Similarly, for the jth hidden neuron, it is associated with a decoupled weight vector w ⁱⁿ_j . The energy function of this decoupled weight vector w ⁱⁿ_j is given by

$$ \begin{aligned} E({\user2{w}}^{\rm in}_{j}) &= \sum_{\tau=1}^{t} \left[ \left[ {\user2{d}} (\tau) - {\user2{h}}({\user2{w}}, {\user2{x}} (\tau) ) \right]^T \left[ {\user2{d}} (\tau) - {\user2{h}}({\user2{w}}, {\user2{x}} (\tau) ) \right] + \alpha {{\user2{w}}^{\rm in}_{j}}^T {\user2{w}}^{\rm in}_{j} \right]\\ &\quad + \left[{\user2{w}}^{\rm in}_{j} - \hat{{\user2{w}}}^{\rm in}_{j} (0) \right]^T {{\user2{P}}^{\rm in}_j}^{-1} (0) \left[ {\user2{w}}^{\rm in}_{j} - \hat{{\user2{w}}}^{\rm in}_{j} (0) \right] . \end{aligned} $$

(34)

With the energy function, the recursive equations are given by

$$ {\user2{P}}^{{\rm in}*}_{j} (t-1) = \left[ {\user2{I}}_{(n_{\rm in}+1) \times (n_{\rm in}+1)} + \alpha {\user2{P}}^{\rm in}_{j}(t-1) \right]^{-1} {\user2{P}}^{\rm in}_{j}(t-1) $$

(35)

$$ {\user2{K}}^{\rm in}_{j}(t) = {\user2{P}}^{{\rm in}*}_{j} (t-1) {{\user2{H}}^{\rm {\rm in}}_{j}}^T (t) \left[ {\user2{I}}_{(n_{o}+1) \times (n_{o}+1)} + {\user2{H}}^{\rm in}_{j}(t) {\user2{P}}^{{\rm in}*}_{j} (t-1) {{\user2{H}}^{\rm in}_{j}}^T(t) \right]^{-1} $$

(36)

$$ {\user2{P}}^{\rm in}_{j} (t) = {\user2{P}}^{{\rm in}*}_{j}(t-1) - {\user2{K}}^{\rm in}_{j}(t) {\user2{H}}^{\rm in}_{j}(t) {\user2{P}}^{{\rm in}*}_{j}(t-1) $$

(37)

$$ \hat{{\user2{w}}}^{\rm in}_{j} (t) = \hat{{\user2{w}}}^{\rm in}_{j} (t-1) - \alpha {\user2{P}}^{\rm in}_{j} (t) \hat{{\user2{w}}}^{\rm in}_{j} (t-1) + {\user2{K}}^{\rm in}_{j}(t) \left[ {\user2{d}} (t) - {\user2{h}} \left( \hat{{\user2{w}}} (t-1), {\user2{x}}(t) \right) \right] , $$

(38)

where

$$ {\user2{H}}^{\rm in}_{j} (\tau) = \left[ \left. \frac{ \partial {\user2{h}} ({\user2{w}}, {\user2{x}} (\tau) ) }{\partial {\user2{w}}^{\rm in}_{j}} \right|_{{\user2{w}} = \hat{{\user2{w}}} (\tau-1)} \right]^T , $$

(39)

is the n _o×(n _in + 1) decoupled gradient matrix, K ⁱⁿ_j (t) is the (n _in + 1)×n _o decoupled Kalman gain, and P ⁱⁿ_j (t) is the (n _in + 1)×(n _in + 1) decoupled error covariance matrix.

The training process of the decoupled TWDRLS algorithm is as follows. We first train the output decoupled weight vectors w ^o_i ’s. Afterwards, we update the hidden decoupled weight vectors w ⁱⁿ_j ’s. At each training stage, only the concerned weight vector is updated and all other weights remain unchanged.

### RECORDS
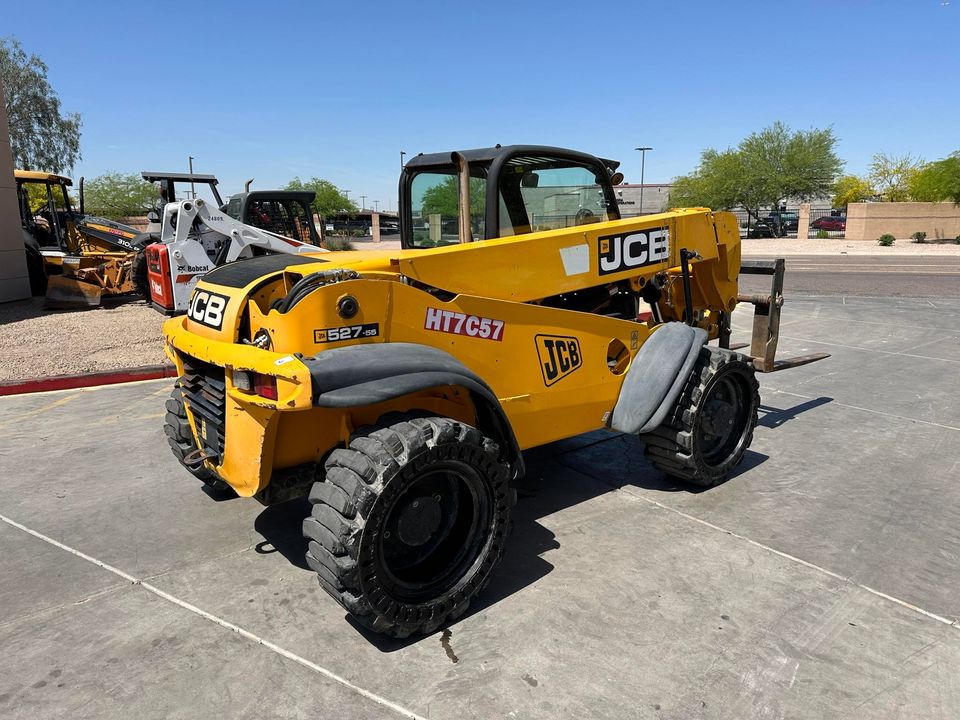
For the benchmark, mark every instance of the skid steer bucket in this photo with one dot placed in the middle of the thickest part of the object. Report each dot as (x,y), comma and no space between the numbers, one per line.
(65,292)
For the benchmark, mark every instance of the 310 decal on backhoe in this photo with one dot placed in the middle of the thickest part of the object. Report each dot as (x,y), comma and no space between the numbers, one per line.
(398,389)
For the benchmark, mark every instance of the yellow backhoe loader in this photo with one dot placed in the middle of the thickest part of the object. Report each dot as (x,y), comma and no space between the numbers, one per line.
(72,258)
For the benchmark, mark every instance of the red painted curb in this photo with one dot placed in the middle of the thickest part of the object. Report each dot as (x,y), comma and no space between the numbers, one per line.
(67,382)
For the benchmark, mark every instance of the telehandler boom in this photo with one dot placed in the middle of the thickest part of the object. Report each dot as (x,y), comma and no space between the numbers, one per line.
(398,389)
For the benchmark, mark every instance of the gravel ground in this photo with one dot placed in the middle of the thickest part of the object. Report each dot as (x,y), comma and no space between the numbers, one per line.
(126,333)
(40,343)
(839,246)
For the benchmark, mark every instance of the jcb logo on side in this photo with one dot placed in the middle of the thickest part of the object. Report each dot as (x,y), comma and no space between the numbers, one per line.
(617,253)
(559,356)
(207,308)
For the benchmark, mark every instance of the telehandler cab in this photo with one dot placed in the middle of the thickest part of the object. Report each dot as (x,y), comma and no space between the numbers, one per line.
(398,389)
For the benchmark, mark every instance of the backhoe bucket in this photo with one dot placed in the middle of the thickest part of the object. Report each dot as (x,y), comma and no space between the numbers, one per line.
(66,293)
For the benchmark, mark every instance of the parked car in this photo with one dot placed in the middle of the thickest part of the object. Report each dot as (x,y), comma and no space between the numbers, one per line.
(784,221)
(829,222)
(761,228)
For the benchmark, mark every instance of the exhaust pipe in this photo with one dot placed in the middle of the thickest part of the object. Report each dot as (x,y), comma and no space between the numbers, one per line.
(463,170)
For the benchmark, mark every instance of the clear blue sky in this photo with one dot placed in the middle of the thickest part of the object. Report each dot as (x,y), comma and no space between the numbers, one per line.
(276,89)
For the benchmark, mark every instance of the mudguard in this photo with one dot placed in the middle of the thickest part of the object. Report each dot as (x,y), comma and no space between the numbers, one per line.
(656,377)
(373,373)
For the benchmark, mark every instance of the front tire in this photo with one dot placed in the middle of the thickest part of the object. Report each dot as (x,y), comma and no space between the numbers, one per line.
(409,522)
(138,274)
(711,426)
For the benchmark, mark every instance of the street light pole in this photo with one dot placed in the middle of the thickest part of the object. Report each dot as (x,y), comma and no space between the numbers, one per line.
(643,159)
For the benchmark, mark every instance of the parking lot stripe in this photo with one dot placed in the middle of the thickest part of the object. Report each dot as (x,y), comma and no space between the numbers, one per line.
(793,558)
(39,410)
(226,624)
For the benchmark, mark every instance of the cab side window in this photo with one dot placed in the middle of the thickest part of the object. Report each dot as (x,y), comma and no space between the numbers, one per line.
(548,194)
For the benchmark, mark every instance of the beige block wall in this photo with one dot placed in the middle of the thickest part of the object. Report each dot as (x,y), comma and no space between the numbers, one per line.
(868,221)
(14,283)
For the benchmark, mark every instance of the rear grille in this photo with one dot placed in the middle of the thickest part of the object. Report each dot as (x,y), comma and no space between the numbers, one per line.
(204,390)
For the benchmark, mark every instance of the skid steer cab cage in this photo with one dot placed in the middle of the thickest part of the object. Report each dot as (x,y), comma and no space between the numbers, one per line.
(766,320)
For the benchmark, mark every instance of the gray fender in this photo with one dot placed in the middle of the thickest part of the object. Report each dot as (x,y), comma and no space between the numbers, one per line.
(360,375)
(656,377)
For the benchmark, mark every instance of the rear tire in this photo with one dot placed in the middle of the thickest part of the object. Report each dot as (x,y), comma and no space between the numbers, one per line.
(409,522)
(180,439)
(711,426)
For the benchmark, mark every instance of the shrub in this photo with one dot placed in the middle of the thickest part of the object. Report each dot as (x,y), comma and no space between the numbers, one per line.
(335,242)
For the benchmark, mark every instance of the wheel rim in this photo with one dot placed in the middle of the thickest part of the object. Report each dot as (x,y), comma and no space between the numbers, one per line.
(724,420)
(433,533)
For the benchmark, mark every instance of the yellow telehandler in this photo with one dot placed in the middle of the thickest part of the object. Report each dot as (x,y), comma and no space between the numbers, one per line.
(398,389)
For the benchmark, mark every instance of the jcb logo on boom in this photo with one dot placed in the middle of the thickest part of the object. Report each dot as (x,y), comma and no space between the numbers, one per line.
(617,253)
(559,356)
(207,308)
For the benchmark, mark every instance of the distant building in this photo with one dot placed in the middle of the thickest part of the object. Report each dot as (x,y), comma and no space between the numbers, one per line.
(656,198)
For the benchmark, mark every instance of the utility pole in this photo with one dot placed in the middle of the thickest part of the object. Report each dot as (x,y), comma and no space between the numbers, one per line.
(643,158)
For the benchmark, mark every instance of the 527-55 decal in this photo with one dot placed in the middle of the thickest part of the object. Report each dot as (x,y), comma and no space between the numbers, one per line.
(455,323)
(348,332)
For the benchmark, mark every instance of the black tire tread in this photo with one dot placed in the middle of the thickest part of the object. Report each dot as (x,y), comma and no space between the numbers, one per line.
(180,439)
(355,477)
(669,447)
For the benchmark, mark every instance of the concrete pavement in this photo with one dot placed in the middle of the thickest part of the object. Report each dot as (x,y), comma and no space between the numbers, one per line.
(820,581)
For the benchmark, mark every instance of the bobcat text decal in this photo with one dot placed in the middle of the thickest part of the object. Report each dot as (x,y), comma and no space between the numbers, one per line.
(559,356)
(461,324)
(617,253)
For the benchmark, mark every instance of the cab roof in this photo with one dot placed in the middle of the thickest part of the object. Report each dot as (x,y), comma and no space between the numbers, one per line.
(487,155)
(36,176)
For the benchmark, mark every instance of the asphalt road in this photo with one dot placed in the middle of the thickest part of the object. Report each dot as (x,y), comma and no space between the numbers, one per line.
(820,581)
(866,276)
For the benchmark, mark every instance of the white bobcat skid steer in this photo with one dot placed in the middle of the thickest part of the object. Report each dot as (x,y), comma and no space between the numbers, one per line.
(195,238)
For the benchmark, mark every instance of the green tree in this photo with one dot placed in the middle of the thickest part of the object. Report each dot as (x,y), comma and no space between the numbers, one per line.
(444,197)
(851,188)
(330,199)
(42,137)
(891,175)
(938,181)
(766,168)
(116,195)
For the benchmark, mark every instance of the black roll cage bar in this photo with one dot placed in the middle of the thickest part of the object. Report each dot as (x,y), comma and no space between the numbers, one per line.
(493,160)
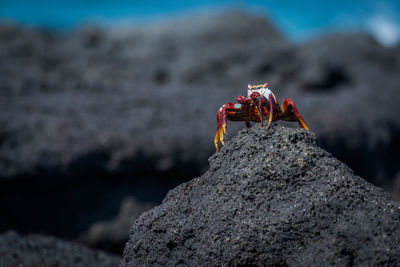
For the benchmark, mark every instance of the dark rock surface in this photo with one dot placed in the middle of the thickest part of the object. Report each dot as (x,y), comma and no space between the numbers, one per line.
(98,100)
(39,250)
(91,116)
(112,235)
(270,198)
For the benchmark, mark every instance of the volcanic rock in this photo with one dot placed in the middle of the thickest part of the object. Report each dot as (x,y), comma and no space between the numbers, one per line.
(270,198)
(113,234)
(39,250)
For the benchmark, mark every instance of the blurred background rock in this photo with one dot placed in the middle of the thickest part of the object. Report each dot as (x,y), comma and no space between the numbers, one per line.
(106,106)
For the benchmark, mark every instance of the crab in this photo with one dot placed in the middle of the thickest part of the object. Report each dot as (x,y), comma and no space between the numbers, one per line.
(259,105)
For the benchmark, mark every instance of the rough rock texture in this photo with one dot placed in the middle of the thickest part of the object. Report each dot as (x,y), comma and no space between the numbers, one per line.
(112,235)
(100,100)
(270,198)
(38,250)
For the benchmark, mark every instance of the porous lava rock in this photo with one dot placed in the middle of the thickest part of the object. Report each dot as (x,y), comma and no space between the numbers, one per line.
(101,100)
(270,198)
(38,250)
(112,235)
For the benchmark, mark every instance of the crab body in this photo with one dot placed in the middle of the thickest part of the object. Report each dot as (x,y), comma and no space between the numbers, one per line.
(259,105)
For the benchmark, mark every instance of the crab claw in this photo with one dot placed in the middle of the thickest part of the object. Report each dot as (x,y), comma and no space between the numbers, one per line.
(221,127)
(271,109)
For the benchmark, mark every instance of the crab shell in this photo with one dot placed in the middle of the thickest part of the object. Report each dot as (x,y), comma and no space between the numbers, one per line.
(262,89)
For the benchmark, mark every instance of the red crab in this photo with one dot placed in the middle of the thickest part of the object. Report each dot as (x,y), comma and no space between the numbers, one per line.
(259,105)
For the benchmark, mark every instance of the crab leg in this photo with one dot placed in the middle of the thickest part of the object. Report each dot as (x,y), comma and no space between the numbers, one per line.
(290,113)
(271,101)
(221,125)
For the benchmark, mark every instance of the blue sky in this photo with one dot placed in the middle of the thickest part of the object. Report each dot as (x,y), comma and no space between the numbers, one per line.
(299,20)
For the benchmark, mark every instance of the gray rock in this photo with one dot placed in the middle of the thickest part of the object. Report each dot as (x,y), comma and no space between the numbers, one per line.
(113,234)
(105,100)
(270,198)
(39,250)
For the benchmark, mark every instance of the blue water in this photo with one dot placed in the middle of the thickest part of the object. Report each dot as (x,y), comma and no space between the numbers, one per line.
(298,20)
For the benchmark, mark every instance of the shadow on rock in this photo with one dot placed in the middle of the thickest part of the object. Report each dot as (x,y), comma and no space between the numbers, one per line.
(39,250)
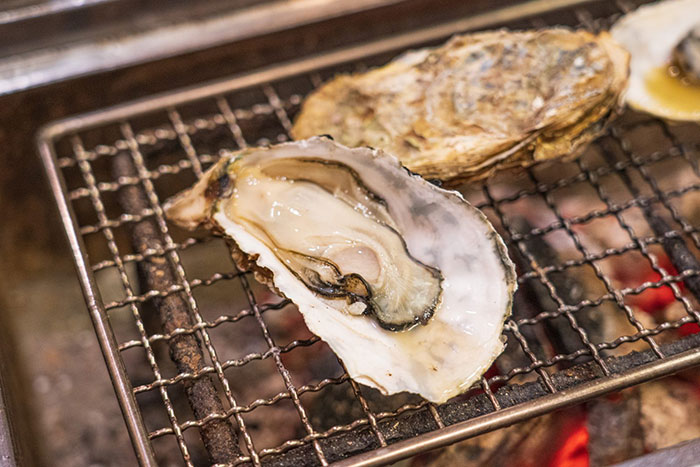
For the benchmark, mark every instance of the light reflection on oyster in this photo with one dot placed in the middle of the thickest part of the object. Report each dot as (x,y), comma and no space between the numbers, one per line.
(406,282)
(665,64)
(482,101)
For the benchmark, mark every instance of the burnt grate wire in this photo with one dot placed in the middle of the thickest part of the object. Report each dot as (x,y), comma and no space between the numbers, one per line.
(209,366)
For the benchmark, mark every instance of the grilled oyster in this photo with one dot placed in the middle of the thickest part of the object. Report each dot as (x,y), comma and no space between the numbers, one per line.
(482,101)
(406,282)
(664,42)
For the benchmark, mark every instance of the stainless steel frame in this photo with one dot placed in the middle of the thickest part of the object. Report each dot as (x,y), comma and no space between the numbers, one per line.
(603,374)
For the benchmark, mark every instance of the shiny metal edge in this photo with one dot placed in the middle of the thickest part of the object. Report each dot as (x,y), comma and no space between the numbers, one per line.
(509,416)
(105,335)
(397,451)
(297,67)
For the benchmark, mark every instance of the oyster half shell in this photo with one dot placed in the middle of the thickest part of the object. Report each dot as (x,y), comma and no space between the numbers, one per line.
(663,39)
(406,282)
(479,102)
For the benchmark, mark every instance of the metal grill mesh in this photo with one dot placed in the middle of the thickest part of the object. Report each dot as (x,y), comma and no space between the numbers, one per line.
(628,200)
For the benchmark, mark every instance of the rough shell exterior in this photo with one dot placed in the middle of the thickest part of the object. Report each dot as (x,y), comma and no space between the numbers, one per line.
(478,103)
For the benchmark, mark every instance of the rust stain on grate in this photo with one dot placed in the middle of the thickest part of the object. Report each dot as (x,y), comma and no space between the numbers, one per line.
(111,170)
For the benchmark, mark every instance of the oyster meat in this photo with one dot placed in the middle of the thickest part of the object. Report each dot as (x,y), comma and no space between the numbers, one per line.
(663,40)
(406,282)
(481,101)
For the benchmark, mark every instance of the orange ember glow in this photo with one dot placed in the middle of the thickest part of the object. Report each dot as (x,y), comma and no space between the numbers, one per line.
(574,451)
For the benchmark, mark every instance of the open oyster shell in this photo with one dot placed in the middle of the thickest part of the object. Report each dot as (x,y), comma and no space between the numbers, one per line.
(406,282)
(663,39)
(479,102)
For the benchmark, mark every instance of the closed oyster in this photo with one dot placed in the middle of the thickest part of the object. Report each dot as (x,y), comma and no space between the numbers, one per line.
(406,282)
(482,101)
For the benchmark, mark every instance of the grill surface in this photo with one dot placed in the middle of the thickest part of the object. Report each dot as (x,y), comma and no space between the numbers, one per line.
(244,366)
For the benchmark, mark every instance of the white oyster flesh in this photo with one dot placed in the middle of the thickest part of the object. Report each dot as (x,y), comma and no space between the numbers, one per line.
(407,283)
(651,34)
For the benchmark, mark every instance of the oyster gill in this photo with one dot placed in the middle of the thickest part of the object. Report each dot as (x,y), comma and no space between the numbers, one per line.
(483,101)
(406,282)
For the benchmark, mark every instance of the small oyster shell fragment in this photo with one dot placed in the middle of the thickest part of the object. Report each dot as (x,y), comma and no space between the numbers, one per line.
(406,282)
(483,101)
(665,53)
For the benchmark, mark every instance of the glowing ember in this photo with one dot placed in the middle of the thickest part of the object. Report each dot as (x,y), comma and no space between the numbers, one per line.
(574,451)
(653,299)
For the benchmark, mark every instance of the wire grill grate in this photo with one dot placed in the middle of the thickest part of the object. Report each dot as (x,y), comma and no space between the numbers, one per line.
(111,171)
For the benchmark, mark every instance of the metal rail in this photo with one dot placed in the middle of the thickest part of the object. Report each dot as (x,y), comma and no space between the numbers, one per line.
(143,159)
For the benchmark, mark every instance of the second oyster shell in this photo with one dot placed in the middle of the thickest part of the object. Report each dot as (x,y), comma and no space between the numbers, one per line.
(480,102)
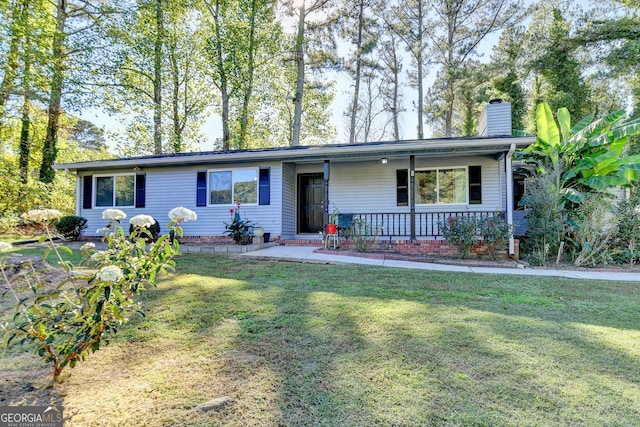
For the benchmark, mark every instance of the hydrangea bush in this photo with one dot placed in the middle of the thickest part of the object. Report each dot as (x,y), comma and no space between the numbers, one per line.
(65,323)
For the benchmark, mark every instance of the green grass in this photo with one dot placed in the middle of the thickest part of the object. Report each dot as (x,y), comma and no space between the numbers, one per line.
(301,344)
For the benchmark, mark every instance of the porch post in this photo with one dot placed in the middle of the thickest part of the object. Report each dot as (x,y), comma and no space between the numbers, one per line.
(509,211)
(412,196)
(325,202)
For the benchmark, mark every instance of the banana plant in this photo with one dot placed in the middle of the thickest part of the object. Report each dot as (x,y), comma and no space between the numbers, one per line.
(591,152)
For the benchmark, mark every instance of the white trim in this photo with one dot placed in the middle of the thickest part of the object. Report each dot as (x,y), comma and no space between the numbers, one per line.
(94,196)
(233,180)
(432,147)
(78,196)
(509,210)
(438,169)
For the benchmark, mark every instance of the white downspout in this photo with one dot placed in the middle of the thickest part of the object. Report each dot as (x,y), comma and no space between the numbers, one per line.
(509,210)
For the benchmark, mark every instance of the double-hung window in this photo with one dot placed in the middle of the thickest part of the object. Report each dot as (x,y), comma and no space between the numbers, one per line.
(232,186)
(115,190)
(441,186)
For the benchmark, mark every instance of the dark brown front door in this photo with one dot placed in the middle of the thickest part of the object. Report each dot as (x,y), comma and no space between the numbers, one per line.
(311,197)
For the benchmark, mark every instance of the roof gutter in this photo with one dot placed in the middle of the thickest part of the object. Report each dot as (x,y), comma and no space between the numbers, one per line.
(304,153)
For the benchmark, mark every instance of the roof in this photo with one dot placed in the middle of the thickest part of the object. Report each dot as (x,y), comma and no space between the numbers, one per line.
(301,154)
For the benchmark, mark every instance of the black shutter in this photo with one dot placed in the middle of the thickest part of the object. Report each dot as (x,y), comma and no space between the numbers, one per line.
(402,187)
(140,189)
(264,197)
(87,194)
(201,189)
(475,185)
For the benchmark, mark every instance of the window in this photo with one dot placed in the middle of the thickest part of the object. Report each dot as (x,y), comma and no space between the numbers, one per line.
(441,186)
(118,190)
(227,187)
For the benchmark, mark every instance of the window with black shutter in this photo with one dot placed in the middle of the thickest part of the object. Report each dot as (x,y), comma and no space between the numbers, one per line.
(201,189)
(264,197)
(87,191)
(140,190)
(402,187)
(475,185)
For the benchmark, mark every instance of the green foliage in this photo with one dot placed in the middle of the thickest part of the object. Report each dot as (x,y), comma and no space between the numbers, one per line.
(560,72)
(592,152)
(461,232)
(625,245)
(546,217)
(71,226)
(363,236)
(495,232)
(590,231)
(239,230)
(66,321)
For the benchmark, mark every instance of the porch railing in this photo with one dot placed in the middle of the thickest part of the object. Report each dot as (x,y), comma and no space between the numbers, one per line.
(427,223)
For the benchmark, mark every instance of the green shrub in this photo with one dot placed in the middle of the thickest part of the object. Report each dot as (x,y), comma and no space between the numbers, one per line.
(461,232)
(495,232)
(625,248)
(362,235)
(546,218)
(65,321)
(71,226)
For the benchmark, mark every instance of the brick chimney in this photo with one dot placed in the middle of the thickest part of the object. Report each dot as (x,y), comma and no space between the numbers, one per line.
(495,119)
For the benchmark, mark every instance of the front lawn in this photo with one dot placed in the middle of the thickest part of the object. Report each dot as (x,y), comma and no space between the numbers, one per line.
(302,344)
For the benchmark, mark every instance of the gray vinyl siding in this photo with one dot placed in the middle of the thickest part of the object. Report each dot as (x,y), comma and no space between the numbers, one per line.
(288,200)
(370,187)
(167,188)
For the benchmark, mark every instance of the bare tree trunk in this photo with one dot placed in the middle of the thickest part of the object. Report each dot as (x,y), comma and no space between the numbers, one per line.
(224,85)
(356,90)
(157,79)
(420,63)
(297,113)
(25,142)
(11,67)
(49,149)
(244,114)
(176,137)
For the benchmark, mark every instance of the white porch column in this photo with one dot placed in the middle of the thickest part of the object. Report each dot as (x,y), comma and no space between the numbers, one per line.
(509,211)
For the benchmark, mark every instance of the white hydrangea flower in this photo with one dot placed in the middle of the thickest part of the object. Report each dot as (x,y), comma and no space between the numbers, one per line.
(87,246)
(98,256)
(142,221)
(182,214)
(42,215)
(110,273)
(113,214)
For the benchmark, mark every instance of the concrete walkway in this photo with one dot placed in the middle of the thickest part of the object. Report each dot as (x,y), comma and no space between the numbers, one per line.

### WHAT IS NEEDED
Using the excerpt on the decoupled TWDRLS algorithm, explain in one to three sentences what the recursive equations for the jth hidden neuron's weight vector are built from.

### THE SOLUTION
They are built from the energy function in equation (34) for the decoupled weight vector of the jth hidden neuron. That function adds up, over time steps 1 to t, the squared gap between the desired output d(τ) and the network output h, plus α times the squared size of that weight vector. It also adds a term comparing the weight vector with its starting estimate, weighted by the inverse of the starting covariance matrix.